-- begin SOURCE RECORDS --

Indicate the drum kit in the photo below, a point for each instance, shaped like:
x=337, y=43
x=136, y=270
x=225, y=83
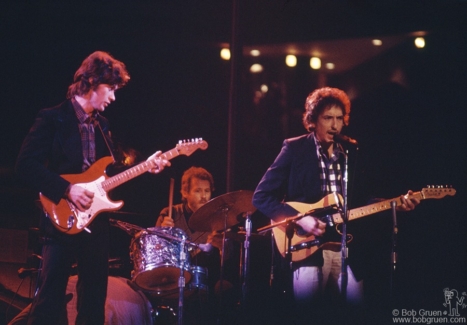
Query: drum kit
x=161, y=255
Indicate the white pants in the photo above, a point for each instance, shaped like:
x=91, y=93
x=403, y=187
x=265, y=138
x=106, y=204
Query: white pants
x=312, y=282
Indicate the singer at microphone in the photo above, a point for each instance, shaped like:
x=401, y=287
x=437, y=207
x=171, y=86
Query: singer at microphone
x=343, y=138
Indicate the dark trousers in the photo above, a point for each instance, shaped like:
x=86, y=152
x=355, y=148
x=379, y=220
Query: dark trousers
x=90, y=252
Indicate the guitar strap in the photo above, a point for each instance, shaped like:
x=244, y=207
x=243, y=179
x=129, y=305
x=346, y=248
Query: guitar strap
x=96, y=123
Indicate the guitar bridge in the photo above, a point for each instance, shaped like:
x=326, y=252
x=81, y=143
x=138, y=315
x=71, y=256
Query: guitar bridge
x=70, y=221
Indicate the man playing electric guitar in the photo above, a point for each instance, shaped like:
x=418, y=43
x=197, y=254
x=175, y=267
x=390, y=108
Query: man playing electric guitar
x=68, y=139
x=307, y=169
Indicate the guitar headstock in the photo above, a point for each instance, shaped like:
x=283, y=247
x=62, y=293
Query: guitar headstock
x=437, y=192
x=187, y=147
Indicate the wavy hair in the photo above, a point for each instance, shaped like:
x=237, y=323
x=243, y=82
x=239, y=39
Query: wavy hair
x=323, y=98
x=98, y=68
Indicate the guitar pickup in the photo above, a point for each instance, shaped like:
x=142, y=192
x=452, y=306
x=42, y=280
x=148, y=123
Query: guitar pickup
x=320, y=211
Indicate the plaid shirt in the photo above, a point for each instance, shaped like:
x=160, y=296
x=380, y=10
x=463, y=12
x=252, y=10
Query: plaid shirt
x=88, y=139
x=330, y=170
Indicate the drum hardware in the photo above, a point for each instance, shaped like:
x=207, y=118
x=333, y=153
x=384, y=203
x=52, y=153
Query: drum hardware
x=181, y=283
x=131, y=229
x=220, y=215
x=222, y=212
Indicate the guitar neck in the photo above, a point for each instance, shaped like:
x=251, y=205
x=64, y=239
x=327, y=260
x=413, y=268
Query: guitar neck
x=373, y=208
x=135, y=171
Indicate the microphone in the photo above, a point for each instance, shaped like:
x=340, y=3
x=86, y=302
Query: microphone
x=343, y=138
x=23, y=273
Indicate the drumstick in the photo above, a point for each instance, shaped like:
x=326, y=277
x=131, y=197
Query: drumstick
x=171, y=194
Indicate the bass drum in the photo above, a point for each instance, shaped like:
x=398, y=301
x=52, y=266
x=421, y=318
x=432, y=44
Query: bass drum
x=156, y=259
x=198, y=285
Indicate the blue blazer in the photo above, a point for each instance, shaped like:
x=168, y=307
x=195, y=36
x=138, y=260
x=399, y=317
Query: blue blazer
x=53, y=147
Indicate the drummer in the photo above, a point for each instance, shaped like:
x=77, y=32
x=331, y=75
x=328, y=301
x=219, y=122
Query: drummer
x=196, y=189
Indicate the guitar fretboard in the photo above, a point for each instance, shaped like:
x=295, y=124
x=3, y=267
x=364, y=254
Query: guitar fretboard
x=114, y=181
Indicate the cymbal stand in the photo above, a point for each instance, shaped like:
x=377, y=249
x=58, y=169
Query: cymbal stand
x=394, y=248
x=130, y=229
x=181, y=282
x=225, y=210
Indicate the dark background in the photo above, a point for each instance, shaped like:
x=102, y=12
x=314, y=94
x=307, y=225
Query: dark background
x=411, y=134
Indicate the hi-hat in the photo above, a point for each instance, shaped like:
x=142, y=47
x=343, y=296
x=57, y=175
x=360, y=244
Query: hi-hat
x=222, y=212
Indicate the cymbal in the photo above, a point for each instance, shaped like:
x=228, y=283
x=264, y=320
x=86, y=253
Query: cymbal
x=222, y=212
x=237, y=236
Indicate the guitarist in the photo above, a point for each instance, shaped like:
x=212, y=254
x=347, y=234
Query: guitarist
x=308, y=168
x=67, y=139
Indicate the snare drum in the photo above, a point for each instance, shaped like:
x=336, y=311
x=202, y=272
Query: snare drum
x=156, y=259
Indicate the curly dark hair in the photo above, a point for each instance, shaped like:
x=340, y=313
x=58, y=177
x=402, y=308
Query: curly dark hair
x=322, y=98
x=98, y=68
x=196, y=172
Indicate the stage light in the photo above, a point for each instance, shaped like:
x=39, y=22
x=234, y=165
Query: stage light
x=377, y=42
x=419, y=42
x=291, y=60
x=315, y=63
x=330, y=66
x=256, y=68
x=225, y=54
x=255, y=53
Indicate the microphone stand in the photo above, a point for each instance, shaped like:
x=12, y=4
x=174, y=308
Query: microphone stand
x=181, y=282
x=246, y=261
x=344, y=251
x=394, y=247
x=289, y=231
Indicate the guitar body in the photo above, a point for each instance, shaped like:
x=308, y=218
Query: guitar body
x=308, y=245
x=65, y=216
x=282, y=241
x=68, y=219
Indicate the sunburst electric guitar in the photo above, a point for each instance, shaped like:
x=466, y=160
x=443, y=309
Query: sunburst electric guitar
x=304, y=246
x=68, y=219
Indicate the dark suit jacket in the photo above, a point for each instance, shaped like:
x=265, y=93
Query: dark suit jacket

-- end SOURCE RECORDS --

SET PROBLEM> Write out each entry exactly as given, omitting any picture.

TASK ANSWER>
Indicate the drum kit in the photo below, a point for each instance, shaped like:
x=337, y=43
x=136, y=270
x=225, y=83
Query: drum kit
x=161, y=255
Indicate the white pants in the photo above, a point for each instance, shaped like:
x=91, y=93
x=403, y=187
x=265, y=138
x=106, y=204
Query: white pants
x=312, y=282
Indicate the singer at microphone in the photo above, a point for each instance, shaped like:
x=401, y=287
x=437, y=207
x=171, y=86
Query: singer at microphone
x=343, y=138
Indicate the dark trousers in the photo above, a point for each instance, shaped like:
x=86, y=152
x=355, y=148
x=379, y=220
Query: dark trousers
x=90, y=252
Indicate the guitar strap in the photo above, a point for each instance, shaped like:
x=244, y=207
x=243, y=179
x=129, y=305
x=346, y=248
Query: guitar strap
x=96, y=123
Indicate the guitar bridge in the photo above, a point for each instance, shaped like:
x=326, y=252
x=81, y=143
x=138, y=315
x=71, y=256
Query: guitar bridge
x=70, y=221
Indicate the man playing electric guitar in the photo above, a point for each instance, shaped like:
x=418, y=43
x=197, y=254
x=175, y=267
x=390, y=108
Query: man playing electric guitar
x=68, y=139
x=307, y=169
Indicate the guitar headstock in the photo above, a point for each instance, shaped like:
x=283, y=247
x=62, y=293
Query: guitar headstock
x=437, y=192
x=187, y=147
Indicate the wavy hair in the photo above, a point for each instance, shaped like:
x=237, y=323
x=243, y=82
x=239, y=39
Query: wavy hair
x=323, y=98
x=98, y=68
Indicate the guitar pickup in the photo above, a point for each instance, shaped like:
x=142, y=192
x=452, y=306
x=42, y=280
x=148, y=123
Query: guitar pickup
x=320, y=211
Indicate the plaid shirt in the photo above, a point for each instance, shaped like:
x=160, y=296
x=380, y=10
x=463, y=12
x=252, y=10
Query: plaid shirt
x=88, y=139
x=330, y=170
Indicate the drum hardware in the photo above, a point for each instance, shaped like:
x=207, y=118
x=333, y=153
x=384, y=203
x=52, y=153
Query: drum hardware
x=181, y=283
x=131, y=229
x=220, y=215
x=222, y=212
Indicate the guitar neck in the photo above, a point for each instance, shaped like:
x=251, y=205
x=64, y=239
x=327, y=260
x=413, y=268
Query: guitar neck
x=373, y=208
x=135, y=171
Indicate the microphone in the photo above, a point for each instance, shaped like:
x=340, y=3
x=86, y=302
Query: microphone
x=343, y=138
x=23, y=273
Indicate the drumstick in the photo above, a point for each instance, shaped like:
x=326, y=277
x=131, y=197
Query: drumstick
x=171, y=194
Indicate the bass drum in the photo above, a point for each instance, shaped like:
x=398, y=301
x=52, y=266
x=421, y=318
x=432, y=44
Query: bass drum
x=156, y=259
x=198, y=285
Indicate the blue blazer in the photo above, a point for each instance, shaped like:
x=168, y=307
x=195, y=36
x=138, y=260
x=399, y=317
Query: blue blazer
x=53, y=147
Indicate the drummer in the photo above, a point for each instance, shaped like:
x=77, y=32
x=331, y=75
x=328, y=301
x=219, y=122
Query: drummer
x=196, y=189
Indicate the guitar fretboard in the photo above, a point for each instance, shaped like:
x=295, y=124
x=3, y=267
x=364, y=254
Query: guitar fretboard
x=114, y=181
Indicate the cymbal stand in the photo above, a point for each instance, shaped like:
x=377, y=249
x=58, y=169
Query: cymbal stand
x=394, y=248
x=130, y=229
x=181, y=282
x=225, y=210
Indicate the dark background in the photo above, a point for each instance, shaped like:
x=102, y=12
x=314, y=94
x=307, y=225
Query: dark background
x=411, y=134
Indicate the hi-hat in the photo above, a point for each instance, shaped like:
x=142, y=47
x=343, y=296
x=57, y=175
x=360, y=244
Query: hi-hat
x=222, y=212
Indicate the cymbal in the photo above, a point for each instance, shaped like:
x=228, y=283
x=264, y=320
x=86, y=253
Query: cymbal
x=222, y=212
x=237, y=236
Indicate the guitarist in the photo above, a point for each instance, shaped like:
x=212, y=254
x=347, y=234
Query: guitarist
x=308, y=168
x=67, y=139
Indicate the snare drum in the photo above, a point for each instance, shaped like:
x=336, y=311
x=202, y=272
Query: snare drum
x=156, y=259
Indicate the curly dark hair in the photo above, a point for each instance, shaped like:
x=340, y=313
x=58, y=177
x=402, y=308
Query: curly dark hair
x=322, y=98
x=98, y=68
x=196, y=172
Indicate the stage light in the photo above, a point for each instance, shaped like:
x=39, y=22
x=234, y=165
Query: stage light
x=377, y=42
x=419, y=42
x=291, y=60
x=315, y=63
x=330, y=66
x=256, y=68
x=225, y=54
x=255, y=53
Indicate the microphone stand in the photo above, a point for each instance, shaped like:
x=12, y=4
x=174, y=308
Query: microphone stand
x=181, y=282
x=246, y=261
x=344, y=251
x=394, y=247
x=289, y=231
Indicate the guitar body in the photo above, a point for each instance, shaped like:
x=308, y=218
Query: guitar body
x=308, y=245
x=65, y=216
x=282, y=241
x=68, y=219
Indicate the sunburst electric guitar in the photo above, a point for each instance, shaped like:
x=466, y=160
x=443, y=309
Query: sunburst electric guitar
x=304, y=246
x=68, y=219
Indicate the dark suit jacket in the photo above, a point for each instance, shaped like:
x=265, y=93
Query: dark suit jacket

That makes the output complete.